◆ **Brano di riferimento**:

*-*-*

Sentenza di Cassazione Penale Sez. 2 Num. 31895 Anno 2025
Penale Sent. Sez. 2 Num. 31895 Anno 2025
Presidente: COGNOME NOME
Relatore: COGNOME
Data Udienza: 11/09/2025
SENTENZA
sul ricorso proposto da: COGNOME NOMECOGNOME nata a LECCO il 22/08/1953
avverso la sentenza del 24/03/2025 della CORTE APPELLO di MILANO
visti gli atti, letto il provvedimento impugnato e il ricorso dell’Avv. NOME COGNOME
udita la relazione svolta dal Consigliere NOME COGNOME;
lette le conclusioni di cui alla requisitoria del Pubblico ministero nella persona del Sostituto P.G. NOME COGNOME
Ricorso trattato con rito cartolare ai sensi degli artt. 610, comma 5 e 611, comma 1bis, c.p.p.
RITENUTO IN FATTO
NOME COGNOME a mezzo del difensore di fiducia, ricorre per cassazione avverso la sentenza della Corte di appello di Milano del 24/03/2025, con la quale è stata confermata la sentenza del Tribunale di Lecco che ha condannato la ricorrente alla pena di giustizia in ordine al reato di cui agli artt. 99, 640 cod. pen., nonché al risarcimento del danno – da liquidarsi in separata sede – in favore della parte civile COGNOME MarcoCOGNOME
La difesa affida il ricorso a due motivi che, ai sensi dell’art. 173, comma 1, disp. att. cod. proc. pen., saranno enunciati nei limiti strettamente necessari per la motivazione.
2.1. Con il primo motivo si deduce, in punto di affermazione di responsabilità e sussistenza della truffa, violazione di legge e vizio di motivazione, anche sotto il profilo del travisamento della prova.
2.2. Con il secondo motivo si denuncia, in ordine al trattamento sanzionatorio, l’inosservanza o l’erronea applicazione della legge penale o di altre norme giuridiche nella determinazione della pena. Violazione di legge per omessa contestazione nel capo di imputazione dell’art. 81 cod. pen., con conseguente aumento della pena edittale.
Il Pubblico ministero, nella persona del sostituto P.G. NOME COGNOME con requisitoria del 10 luglio 2025, ha concluso per l’annullamento con rinvio della sentenza impugnata.
CONSIDERATO IN DIRITTO
Il ricorso è fondato riguardo al primo motivo.

*-*-*

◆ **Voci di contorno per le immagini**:
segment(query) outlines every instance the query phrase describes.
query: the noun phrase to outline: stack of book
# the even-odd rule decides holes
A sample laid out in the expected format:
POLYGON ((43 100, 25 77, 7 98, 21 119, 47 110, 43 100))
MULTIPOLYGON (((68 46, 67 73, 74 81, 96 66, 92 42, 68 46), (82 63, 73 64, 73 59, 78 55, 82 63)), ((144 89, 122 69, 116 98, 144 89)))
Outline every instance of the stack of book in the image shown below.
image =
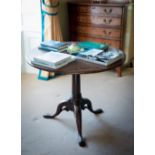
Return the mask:
POLYGON ((34 56, 31 63, 34 65, 58 69, 74 60, 75 57, 72 55, 51 51, 39 56, 34 56))
POLYGON ((78 44, 81 48, 84 49, 102 49, 102 50, 107 50, 109 48, 109 46, 107 44, 104 43, 98 43, 98 42, 92 42, 92 41, 83 41, 83 42, 79 42, 78 44))
POLYGON ((122 59, 122 57, 122 51, 115 48, 109 48, 106 52, 99 49, 90 49, 85 52, 79 53, 77 56, 78 59, 104 66, 111 65, 114 62, 122 59))
POLYGON ((55 40, 48 40, 41 42, 39 48, 46 51, 64 52, 68 48, 68 43, 55 40))

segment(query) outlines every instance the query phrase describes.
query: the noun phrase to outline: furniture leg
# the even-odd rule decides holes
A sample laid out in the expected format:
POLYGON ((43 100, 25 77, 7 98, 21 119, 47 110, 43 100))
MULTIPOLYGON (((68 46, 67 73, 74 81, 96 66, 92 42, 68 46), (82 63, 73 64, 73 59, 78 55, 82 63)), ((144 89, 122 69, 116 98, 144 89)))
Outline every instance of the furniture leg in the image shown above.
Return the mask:
POLYGON ((55 117, 58 116, 63 110, 66 110, 66 111, 74 111, 74 106, 73 106, 71 100, 68 100, 68 101, 65 101, 65 102, 60 103, 60 104, 58 105, 57 110, 56 110, 56 112, 55 112, 54 115, 47 114, 47 115, 44 115, 43 117, 46 118, 46 119, 55 118, 55 117))
POLYGON ((72 100, 74 104, 74 114, 79 135, 79 145, 84 147, 86 142, 82 136, 82 114, 81 114, 81 90, 80 90, 80 74, 72 75, 72 100))
POLYGON ((90 112, 92 112, 94 114, 100 114, 100 113, 104 112, 102 109, 93 110, 91 101, 86 98, 82 98, 81 108, 83 110, 87 108, 90 112))
POLYGON ((117 67, 115 70, 117 72, 117 76, 121 77, 122 76, 122 68, 121 67, 117 67))

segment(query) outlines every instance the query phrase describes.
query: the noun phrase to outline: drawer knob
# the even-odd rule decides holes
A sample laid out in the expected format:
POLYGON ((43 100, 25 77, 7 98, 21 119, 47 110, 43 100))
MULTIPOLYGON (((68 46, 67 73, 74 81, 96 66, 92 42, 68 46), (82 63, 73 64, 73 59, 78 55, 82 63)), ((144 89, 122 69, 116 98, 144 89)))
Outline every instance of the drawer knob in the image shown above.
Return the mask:
POLYGON ((107 10, 107 8, 105 8, 104 12, 107 13, 107 14, 110 14, 110 13, 112 13, 112 8, 110 8, 109 10, 107 10))
POLYGON ((106 36, 110 36, 110 35, 111 35, 111 31, 107 32, 106 30, 103 30, 103 33, 104 33, 106 36))
POLYGON ((112 8, 109 9, 109 13, 112 13, 112 8))
POLYGON ((109 19, 109 20, 104 19, 103 21, 104 21, 105 24, 110 24, 112 22, 112 19, 109 19))
POLYGON ((109 35, 109 36, 111 35, 111 31, 108 32, 108 35, 109 35))

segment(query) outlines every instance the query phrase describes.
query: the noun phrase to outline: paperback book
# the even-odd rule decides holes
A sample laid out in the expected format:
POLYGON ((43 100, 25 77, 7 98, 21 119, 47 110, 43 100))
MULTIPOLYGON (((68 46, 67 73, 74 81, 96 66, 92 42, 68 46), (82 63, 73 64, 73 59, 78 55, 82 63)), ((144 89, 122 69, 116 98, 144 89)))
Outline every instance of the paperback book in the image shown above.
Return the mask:
POLYGON ((110 48, 108 51, 102 51, 97 49, 91 49, 86 52, 80 53, 77 58, 88 62, 108 66, 112 63, 120 60, 123 57, 123 53, 115 48, 110 48))
POLYGON ((53 69, 58 69, 75 60, 74 56, 59 52, 48 52, 36 56, 31 61, 32 64, 42 65, 53 69))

*-*-*

◆ **Elenco degli esercizi**:
1/ Trascrivi il passo della sentenza che si apre con le parole "Il Pubblico ministero, nella" e si chiude con "al primo motivo.".
2/ Riporta di nuovo, senza alcuna modifica, le righe delle voci che vanno dall'inizio fino alla riga contenente "POLYGON ((55 40, 48", entrambe comprese. Non inserire le immagini nella risposta.
La sentenza e le voci non hanno alcun legame tra loro.

◆ **Soluzioni svolte**:
1/
Il Pubblico ministero, nella persona del sostituto P.G. NOME COGNOME con requisitoria del 10 luglio 2025, ha concluso per l’annullamento con rinvio della sentenza impugnata.
CONSIDERATO IN DIRITTO
Il ricorso è fondato riguardo al primo motivo.

2/
segment(query) outlines every instance the query phrase describes.
query: the noun phrase to outline: stack of book
# the even-odd rule decides holes
A sample laid out in the expected format:
POLYGON ((43 100, 25 77, 7 98, 21 119, 47 110, 43 100))
MULTIPOLYGON (((68 46, 67 73, 74 81, 96 66, 92 42, 68 46), (82 63, 73 64, 73 59, 78 55, 82 63)), ((144 89, 122 69, 116 98, 144 89)))
Outline every instance of the stack of book in the image shown below.
image =
Return the mask:
POLYGON ((34 56, 31 63, 34 65, 58 69, 74 60, 75 57, 72 55, 51 51, 39 56, 34 56))
POLYGON ((78 44, 81 48, 84 49, 102 49, 102 50, 107 50, 109 48, 109 46, 107 44, 104 43, 98 43, 98 42, 92 42, 92 41, 83 41, 83 42, 79 42, 78 44))
POLYGON ((122 59, 122 57, 122 51, 115 48, 109 48, 106 52, 99 49, 90 49, 85 52, 79 53, 77 56, 78 59, 104 66, 111 65, 114 62, 122 59))
POLYGON ((55 40, 48 40, 41 42, 39 48, 46 51, 64 52, 68 48, 68 43, 55 40))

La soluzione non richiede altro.